● **Stored data entries**
::::::

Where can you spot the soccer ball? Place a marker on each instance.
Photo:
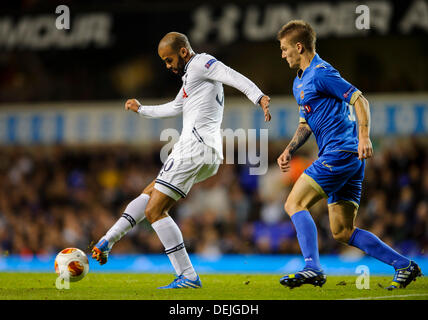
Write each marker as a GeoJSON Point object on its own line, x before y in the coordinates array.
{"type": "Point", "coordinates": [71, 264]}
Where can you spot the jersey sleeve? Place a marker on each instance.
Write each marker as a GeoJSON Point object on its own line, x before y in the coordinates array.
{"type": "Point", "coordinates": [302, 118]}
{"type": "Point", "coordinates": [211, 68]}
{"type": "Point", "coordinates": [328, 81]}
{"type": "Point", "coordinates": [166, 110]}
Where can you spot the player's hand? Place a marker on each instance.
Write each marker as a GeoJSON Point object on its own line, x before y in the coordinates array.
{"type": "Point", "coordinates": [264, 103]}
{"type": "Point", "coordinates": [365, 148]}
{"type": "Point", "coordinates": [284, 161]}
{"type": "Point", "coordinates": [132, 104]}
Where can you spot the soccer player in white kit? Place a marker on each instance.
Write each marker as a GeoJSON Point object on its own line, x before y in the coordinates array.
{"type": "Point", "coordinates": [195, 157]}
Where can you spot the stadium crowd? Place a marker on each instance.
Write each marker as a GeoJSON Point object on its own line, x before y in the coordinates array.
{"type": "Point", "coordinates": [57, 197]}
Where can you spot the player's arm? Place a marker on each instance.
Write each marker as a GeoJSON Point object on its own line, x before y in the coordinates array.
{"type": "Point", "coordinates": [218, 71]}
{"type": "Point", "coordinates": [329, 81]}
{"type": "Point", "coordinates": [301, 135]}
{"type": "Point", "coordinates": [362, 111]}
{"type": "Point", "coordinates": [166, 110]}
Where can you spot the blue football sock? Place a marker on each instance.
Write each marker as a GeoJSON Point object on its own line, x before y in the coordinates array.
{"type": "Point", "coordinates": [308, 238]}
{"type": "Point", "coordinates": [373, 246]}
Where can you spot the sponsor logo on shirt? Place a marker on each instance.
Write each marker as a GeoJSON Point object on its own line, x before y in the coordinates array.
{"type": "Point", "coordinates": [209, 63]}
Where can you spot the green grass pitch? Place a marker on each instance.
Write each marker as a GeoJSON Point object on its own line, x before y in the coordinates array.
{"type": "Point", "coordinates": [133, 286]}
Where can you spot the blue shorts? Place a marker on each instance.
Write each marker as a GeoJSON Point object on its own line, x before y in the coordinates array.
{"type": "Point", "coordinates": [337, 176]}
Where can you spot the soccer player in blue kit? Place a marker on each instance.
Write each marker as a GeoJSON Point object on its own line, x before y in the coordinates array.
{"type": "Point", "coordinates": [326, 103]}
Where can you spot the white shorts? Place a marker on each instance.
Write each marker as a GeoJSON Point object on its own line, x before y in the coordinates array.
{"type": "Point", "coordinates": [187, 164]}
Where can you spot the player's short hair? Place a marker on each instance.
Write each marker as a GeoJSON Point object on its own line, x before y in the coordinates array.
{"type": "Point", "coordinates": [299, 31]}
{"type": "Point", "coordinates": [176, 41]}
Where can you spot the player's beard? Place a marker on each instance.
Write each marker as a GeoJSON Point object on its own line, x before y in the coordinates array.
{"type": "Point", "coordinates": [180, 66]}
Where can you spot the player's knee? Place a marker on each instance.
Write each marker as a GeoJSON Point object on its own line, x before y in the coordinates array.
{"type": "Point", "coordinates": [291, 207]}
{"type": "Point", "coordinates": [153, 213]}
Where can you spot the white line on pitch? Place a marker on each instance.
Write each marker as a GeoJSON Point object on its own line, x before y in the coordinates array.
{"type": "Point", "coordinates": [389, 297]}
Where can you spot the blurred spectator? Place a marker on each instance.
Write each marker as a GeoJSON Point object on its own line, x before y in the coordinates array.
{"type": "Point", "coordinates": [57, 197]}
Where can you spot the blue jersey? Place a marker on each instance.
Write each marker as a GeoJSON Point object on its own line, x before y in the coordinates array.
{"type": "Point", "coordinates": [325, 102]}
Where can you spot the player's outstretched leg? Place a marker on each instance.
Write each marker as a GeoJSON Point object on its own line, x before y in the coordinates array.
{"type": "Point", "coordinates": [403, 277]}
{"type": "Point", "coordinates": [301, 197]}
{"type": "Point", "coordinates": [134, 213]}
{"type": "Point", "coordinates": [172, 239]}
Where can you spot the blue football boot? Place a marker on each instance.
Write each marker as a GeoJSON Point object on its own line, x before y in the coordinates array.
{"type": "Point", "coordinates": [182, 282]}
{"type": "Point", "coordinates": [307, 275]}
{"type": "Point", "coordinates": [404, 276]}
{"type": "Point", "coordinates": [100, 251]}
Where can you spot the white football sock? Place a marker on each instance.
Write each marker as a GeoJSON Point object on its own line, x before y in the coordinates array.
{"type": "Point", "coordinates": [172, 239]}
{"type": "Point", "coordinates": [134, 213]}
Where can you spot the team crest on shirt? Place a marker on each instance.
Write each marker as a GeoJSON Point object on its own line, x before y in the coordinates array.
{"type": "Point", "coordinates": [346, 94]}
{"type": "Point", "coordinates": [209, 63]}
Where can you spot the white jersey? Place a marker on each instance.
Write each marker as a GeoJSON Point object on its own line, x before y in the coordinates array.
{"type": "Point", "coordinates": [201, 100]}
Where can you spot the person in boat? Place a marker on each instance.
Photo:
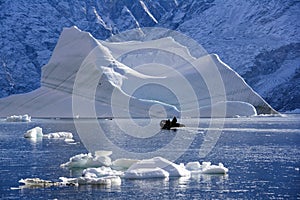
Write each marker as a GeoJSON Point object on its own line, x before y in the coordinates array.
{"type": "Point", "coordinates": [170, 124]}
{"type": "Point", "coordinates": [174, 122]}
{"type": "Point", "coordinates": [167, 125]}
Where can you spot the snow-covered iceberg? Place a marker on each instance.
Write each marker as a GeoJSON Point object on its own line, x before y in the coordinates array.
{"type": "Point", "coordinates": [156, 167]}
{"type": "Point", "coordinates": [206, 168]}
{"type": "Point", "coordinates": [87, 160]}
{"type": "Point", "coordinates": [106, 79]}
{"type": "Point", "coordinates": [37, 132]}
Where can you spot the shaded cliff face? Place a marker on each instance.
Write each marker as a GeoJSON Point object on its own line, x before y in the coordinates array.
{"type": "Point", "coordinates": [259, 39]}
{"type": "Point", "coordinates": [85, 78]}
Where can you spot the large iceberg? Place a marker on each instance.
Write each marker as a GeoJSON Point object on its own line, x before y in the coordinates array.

::::::

● **Exercise goal**
Repeat the data exactly, excluding the pictures.

● **Output of the task**
Where can you spot the soccer ball? Place a marker on each instance.
Photo:
Write each marker as a GeoJSON Point object on its own line, x before y in the coordinates array.
{"type": "Point", "coordinates": [71, 264]}
Where can you spot the jersey sleeve? Place a marker on each instance.
Write each marker as a GeoJSON Point object on its own line, x before y in the coordinates array.
{"type": "Point", "coordinates": [302, 118]}
{"type": "Point", "coordinates": [211, 68]}
{"type": "Point", "coordinates": [328, 81]}
{"type": "Point", "coordinates": [166, 110]}
Where can you spot the player's hand? Place a marker on each instance.
Write each marker as a GeoJSON Point object on its own line, x before y in the coordinates array.
{"type": "Point", "coordinates": [264, 103]}
{"type": "Point", "coordinates": [365, 148]}
{"type": "Point", "coordinates": [284, 161]}
{"type": "Point", "coordinates": [132, 104]}
Where can you spot the soccer player in white kit? Place a marker on each instance.
Write each marker as a GeoJSON Point object on its own line, x before y in the coordinates array.
{"type": "Point", "coordinates": [195, 157]}
Where can you spot the stadium crowd? Place a marker on each instance.
Write each marker as a GeoJSON Point object on its own line, x before y in the coordinates array.
{"type": "Point", "coordinates": [57, 197]}
Where can you spot the player's arm? Place a marker on each instance.
Write each marker as a GeoJSON Point object on its own line, x before y in the coordinates array.
{"type": "Point", "coordinates": [218, 71]}
{"type": "Point", "coordinates": [329, 81]}
{"type": "Point", "coordinates": [301, 135]}
{"type": "Point", "coordinates": [362, 111]}
{"type": "Point", "coordinates": [166, 110]}
Where can you spot the blue football sock? Place a marker on each instance.
Write each marker as a GeoJSON Point object on its own line, x before y in the coordinates array.
{"type": "Point", "coordinates": [308, 238]}
{"type": "Point", "coordinates": [373, 246]}
Where can you spot the sponsor logo on shirt? Place a marker on each instance.
Write each marker as a GeoJSON Point object on its own line, x before y in the coordinates array.
{"type": "Point", "coordinates": [209, 63]}
Where can you spot the green grass pitch? Place a marker on each instance.
Write each marker as a GeoJSON Point object on its own line, x before y in the coordinates array.
{"type": "Point", "coordinates": [133, 286]}
Where can you spot the blue shorts? Place a marker on each instance.
Write each marker as a GeoJSON Point object on its own line, x before y in the coordinates array.
{"type": "Point", "coordinates": [337, 176]}
Where can you spot the soccer player in blue kit? Place a marker on each instance.
Write each marker as a GeoJSON Point object on its own line, x before y in the coordinates array.
{"type": "Point", "coordinates": [326, 103]}
Where can you spot the white shorts? Place a marker on each instance.
Write each marker as a GeoJSON Point object on its own line, x before y in the coordinates array.
{"type": "Point", "coordinates": [187, 164]}
Where can you spot the player's short hair? Place a marker on each instance.
Write each marker as a GeoJSON Point object on its own line, x before y in the coordinates array.
{"type": "Point", "coordinates": [299, 31]}
{"type": "Point", "coordinates": [176, 41]}
Where can you spot the player's beard? Place a marker on each instance.
Write each marker as a GeoJSON Point object on its own line, x before y in the coordinates array.
{"type": "Point", "coordinates": [180, 66]}
Where can you spot the player's knee? Place a marker on each instance.
Write each marker as a GeoJSON Point object on its own line, x before y in the coordinates array.
{"type": "Point", "coordinates": [291, 207]}
{"type": "Point", "coordinates": [153, 213]}
Where can you spot the white line on pitch? Place a marker on each instance.
Write each marker as a GeoJSON Point object on its own line, x before y in the coordinates array.
{"type": "Point", "coordinates": [389, 297]}
Where can you spot the blurred spectator? Place a marker on each instance.
Write each marker as a GeoJSON Point object on its own line, x before y in the coordinates array.
{"type": "Point", "coordinates": [57, 197]}
Where can you spot the blue jersey? Place a marker on each instance.
Write each marker as a GeoJSON Point object on its own line, x before y in the coordinates array.
{"type": "Point", "coordinates": [325, 102]}
Where can you spot the player's outstretched leg? Place a marker on each instance.
Write each marker as a GeoJSON Point object on its own line, x before y in the coordinates array.
{"type": "Point", "coordinates": [403, 277]}
{"type": "Point", "coordinates": [301, 197]}
{"type": "Point", "coordinates": [134, 213]}
{"type": "Point", "coordinates": [172, 239]}
Where can you spot the blue football boot? Place a marker on each instance.
Write each marker as a GeoJSON Point object on its own line, x before y in the coordinates array.
{"type": "Point", "coordinates": [182, 282]}
{"type": "Point", "coordinates": [307, 275]}
{"type": "Point", "coordinates": [404, 276]}
{"type": "Point", "coordinates": [100, 251]}
Where can you spot the white football sock? Place a marker on each instance.
Write each marker as a GeoJSON Point object on its own line, x before y in the coordinates array.
{"type": "Point", "coordinates": [172, 239]}
{"type": "Point", "coordinates": [134, 213]}
Where can you spot the team crest on shirt? Place a marker on each instance.
Write each marker as a GeoJSON Point object on its own line, x before y in the coordinates array.
{"type": "Point", "coordinates": [346, 94]}
{"type": "Point", "coordinates": [209, 63]}
Where can you spot the white jersey? Place a marker on each instance.
Write each marker as a GeoJSON Point object on its own line, x before y in the coordinates array.
{"type": "Point", "coordinates": [201, 100]}
Where can you spot the person in boat? Place a marker on each instance.
Photo:
Write each marker as a GeoJSON Point object on its own line, x before y in the coordinates array.
{"type": "Point", "coordinates": [170, 124]}
{"type": "Point", "coordinates": [174, 122]}
{"type": "Point", "coordinates": [167, 125]}
Where can you spot the snow-covered iceberg? Place a marker on each instance.
Write each marker as a GeoJSON Point object on its own line, x before y in the coordinates array.
{"type": "Point", "coordinates": [156, 167]}
{"type": "Point", "coordinates": [206, 168]}
{"type": "Point", "coordinates": [87, 160]}
{"type": "Point", "coordinates": [106, 79]}
{"type": "Point", "coordinates": [37, 132]}
Where can you spot the shaded cliff face? Place a marker on each instance.
Write each marker as a GeoJSON Point object on its own line, x before y in the coordinates array.
{"type": "Point", "coordinates": [259, 39]}
{"type": "Point", "coordinates": [85, 78]}
Where can you spot the large iceberg? Place a marker on each instance.
Write each marker as a GeoJSON Point object on its own line, x before y in the coordinates array.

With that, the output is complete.